Study on the Impact of Personality Matching on Intimacy of Social Support Chatbots from the Perspective of User Perception
Chen Jing" "Yi Fangxin
Department of Information Management, Central China Normal University, Wuhan 430079
Abstract: [Purpose/Significance] Exploring the impact of perceived personality matching between users and chatbots in the dimensions of agency and communion on intimacy in the context of social support, providing theoretical basis and practical guidance for improving the service quality and user experience of social support chatbots. [Method/Process] Based on the user perception perspective and social exchange theory, scenario experiments were conducted to obtain personality and user experience data. Polynomial regression and response surface analysis methods were used to explore the impact mechanism of matching agency personality and perceived competence, communion personality and perceived warmth on user intimacy. [Result/Conclusion] There are significant differences in the impact of different combinations of user personality and chatbot perceived personality on users’ self-disclosure willingness under different matching types in various dimensions; User’s perceived competence and warmth of chatbots are key factors affecting their self-disclosure; Users’ self-disclosure plays a mediating role in the relationship between perceived personality matching and intimacy. This study reveals the essence of the impact of personality matching on the user experience of human-AI interaction, confirms the important role of self-disclosure in the establishment and development of human-AI relationships, and provides guidance and suggestions for the design of social support chatbots.
Keywords: human-AI interaction; social support; personality match; self-disclosure; intimacy
Fund project(s): This work is supported by the Fundamental Research Funds for the Central Universities titled “Research on the Synergistic Mechanism of Generative Artificial Intelligence and the Human Brain” (Grant No. CCNUJCPT2024003701).

RECORDS SHOWN:
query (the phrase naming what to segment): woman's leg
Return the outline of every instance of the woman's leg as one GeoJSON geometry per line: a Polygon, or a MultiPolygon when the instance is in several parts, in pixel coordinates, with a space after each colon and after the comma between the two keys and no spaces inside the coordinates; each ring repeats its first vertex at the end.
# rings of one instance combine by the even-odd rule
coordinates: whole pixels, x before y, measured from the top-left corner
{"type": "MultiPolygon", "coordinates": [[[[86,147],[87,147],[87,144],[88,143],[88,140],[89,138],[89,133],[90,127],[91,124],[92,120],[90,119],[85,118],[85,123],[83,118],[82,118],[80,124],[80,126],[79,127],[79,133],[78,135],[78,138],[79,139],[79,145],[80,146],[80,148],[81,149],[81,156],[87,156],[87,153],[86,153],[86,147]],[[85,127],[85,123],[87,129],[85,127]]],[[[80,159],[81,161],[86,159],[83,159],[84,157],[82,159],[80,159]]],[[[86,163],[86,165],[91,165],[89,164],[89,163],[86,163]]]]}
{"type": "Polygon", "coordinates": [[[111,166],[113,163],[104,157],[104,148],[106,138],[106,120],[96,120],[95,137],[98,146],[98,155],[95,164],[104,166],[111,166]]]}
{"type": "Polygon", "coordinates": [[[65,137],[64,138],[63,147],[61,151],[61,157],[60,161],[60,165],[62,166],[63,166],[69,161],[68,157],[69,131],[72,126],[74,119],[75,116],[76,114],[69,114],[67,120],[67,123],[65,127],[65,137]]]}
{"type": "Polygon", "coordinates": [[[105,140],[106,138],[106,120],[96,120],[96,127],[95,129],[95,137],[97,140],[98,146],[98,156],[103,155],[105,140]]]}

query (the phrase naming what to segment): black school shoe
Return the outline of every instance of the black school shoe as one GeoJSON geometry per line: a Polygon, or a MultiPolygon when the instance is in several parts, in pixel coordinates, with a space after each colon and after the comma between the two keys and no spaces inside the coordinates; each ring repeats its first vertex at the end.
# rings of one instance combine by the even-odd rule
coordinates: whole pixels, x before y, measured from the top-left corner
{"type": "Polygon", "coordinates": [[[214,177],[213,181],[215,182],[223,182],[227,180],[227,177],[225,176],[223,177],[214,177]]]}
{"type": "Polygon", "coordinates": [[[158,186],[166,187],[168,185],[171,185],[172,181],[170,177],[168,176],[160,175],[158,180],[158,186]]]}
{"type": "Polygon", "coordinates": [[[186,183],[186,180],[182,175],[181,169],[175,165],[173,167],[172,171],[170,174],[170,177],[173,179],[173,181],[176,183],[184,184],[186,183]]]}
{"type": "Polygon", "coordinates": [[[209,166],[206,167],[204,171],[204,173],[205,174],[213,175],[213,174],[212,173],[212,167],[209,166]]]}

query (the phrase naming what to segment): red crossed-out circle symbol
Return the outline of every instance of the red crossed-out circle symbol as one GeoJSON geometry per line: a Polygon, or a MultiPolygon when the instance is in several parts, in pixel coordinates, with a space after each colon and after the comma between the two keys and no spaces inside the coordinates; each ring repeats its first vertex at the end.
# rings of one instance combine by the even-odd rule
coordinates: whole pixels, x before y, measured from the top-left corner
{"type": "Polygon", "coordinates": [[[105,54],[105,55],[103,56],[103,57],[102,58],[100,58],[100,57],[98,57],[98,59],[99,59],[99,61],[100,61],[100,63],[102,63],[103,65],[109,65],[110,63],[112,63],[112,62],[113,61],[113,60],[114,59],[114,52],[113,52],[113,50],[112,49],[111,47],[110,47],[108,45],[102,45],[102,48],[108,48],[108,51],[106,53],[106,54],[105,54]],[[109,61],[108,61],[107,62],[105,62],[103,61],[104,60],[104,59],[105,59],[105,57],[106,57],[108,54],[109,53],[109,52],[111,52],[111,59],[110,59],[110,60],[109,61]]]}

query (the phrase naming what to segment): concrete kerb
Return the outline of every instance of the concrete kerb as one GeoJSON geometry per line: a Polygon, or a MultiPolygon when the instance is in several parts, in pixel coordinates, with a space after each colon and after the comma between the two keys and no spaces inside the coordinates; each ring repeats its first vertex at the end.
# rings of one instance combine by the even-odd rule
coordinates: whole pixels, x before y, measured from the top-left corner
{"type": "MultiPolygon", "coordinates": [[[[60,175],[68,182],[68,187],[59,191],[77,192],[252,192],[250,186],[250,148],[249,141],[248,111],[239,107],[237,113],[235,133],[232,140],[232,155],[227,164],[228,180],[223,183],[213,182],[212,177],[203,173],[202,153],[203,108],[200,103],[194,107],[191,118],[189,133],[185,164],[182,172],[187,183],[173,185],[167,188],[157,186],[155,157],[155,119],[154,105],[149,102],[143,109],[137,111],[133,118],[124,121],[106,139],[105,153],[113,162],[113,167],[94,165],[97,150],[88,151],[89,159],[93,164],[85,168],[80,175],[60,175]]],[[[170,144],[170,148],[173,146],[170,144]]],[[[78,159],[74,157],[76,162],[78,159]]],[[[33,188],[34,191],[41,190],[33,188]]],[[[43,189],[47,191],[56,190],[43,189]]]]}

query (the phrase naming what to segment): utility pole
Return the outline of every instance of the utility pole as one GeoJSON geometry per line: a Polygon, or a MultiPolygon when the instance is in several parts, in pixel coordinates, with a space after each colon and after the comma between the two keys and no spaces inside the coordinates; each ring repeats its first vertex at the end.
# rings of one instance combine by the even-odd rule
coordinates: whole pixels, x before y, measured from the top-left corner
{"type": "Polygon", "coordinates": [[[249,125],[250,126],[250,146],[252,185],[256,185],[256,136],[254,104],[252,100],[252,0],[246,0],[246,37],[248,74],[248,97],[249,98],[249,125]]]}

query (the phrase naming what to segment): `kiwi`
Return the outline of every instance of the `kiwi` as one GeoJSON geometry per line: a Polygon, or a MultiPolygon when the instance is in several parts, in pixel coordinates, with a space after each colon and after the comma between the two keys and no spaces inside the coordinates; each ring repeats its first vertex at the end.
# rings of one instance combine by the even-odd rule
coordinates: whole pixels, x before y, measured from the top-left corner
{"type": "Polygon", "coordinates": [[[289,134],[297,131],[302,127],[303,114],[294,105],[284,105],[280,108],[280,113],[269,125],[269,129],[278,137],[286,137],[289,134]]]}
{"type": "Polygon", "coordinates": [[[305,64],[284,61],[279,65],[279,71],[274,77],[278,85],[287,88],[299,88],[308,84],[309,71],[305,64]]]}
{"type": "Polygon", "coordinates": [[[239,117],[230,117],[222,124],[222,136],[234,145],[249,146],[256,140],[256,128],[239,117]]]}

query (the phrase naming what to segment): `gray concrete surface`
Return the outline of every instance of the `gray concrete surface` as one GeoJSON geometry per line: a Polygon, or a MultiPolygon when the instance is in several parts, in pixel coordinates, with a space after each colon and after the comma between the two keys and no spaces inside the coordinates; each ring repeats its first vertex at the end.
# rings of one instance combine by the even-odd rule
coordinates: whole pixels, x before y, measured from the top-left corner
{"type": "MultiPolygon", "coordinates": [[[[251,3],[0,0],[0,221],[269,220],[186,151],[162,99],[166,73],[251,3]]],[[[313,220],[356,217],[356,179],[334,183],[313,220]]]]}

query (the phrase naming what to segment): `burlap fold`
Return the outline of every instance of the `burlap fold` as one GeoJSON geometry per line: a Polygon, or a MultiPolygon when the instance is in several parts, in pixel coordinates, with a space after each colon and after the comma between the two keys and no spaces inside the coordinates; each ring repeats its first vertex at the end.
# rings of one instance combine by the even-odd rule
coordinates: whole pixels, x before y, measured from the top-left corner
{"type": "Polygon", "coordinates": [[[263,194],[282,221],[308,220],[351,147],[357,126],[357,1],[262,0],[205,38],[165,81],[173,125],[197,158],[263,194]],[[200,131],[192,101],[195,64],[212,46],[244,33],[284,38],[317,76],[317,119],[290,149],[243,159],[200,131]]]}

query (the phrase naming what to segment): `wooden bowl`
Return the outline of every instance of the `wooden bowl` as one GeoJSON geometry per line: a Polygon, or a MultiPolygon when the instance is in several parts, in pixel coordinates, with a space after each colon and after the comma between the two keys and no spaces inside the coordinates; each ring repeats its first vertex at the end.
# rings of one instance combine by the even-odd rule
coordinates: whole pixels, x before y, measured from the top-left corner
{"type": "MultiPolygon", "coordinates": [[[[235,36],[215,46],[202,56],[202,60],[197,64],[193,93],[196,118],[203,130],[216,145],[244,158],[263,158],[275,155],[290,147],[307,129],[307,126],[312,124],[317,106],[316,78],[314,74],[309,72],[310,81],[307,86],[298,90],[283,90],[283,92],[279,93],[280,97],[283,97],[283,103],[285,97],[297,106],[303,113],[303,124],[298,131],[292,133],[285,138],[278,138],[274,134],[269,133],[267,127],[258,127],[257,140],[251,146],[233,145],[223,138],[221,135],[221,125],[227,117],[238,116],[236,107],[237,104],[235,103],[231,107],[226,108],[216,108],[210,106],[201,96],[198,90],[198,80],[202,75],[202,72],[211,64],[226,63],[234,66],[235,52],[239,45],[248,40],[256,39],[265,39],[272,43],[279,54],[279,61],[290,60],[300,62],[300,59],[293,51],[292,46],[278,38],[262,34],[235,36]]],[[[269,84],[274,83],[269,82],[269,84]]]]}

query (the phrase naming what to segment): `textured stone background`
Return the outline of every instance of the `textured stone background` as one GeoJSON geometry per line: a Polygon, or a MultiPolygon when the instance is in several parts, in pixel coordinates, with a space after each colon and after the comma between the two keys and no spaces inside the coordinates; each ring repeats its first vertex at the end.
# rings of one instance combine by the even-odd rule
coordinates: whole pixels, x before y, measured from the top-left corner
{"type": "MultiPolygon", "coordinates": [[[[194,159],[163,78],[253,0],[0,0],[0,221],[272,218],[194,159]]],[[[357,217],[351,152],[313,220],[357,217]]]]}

EXERCISE OBJECTIVE: According to the study abstract, what role does users' self-disclosure play in the relationship between perceived personality matching and intimacy? The records are not needed for this.

ANSWER TO THIS PROBLEM: It plays a mediating role.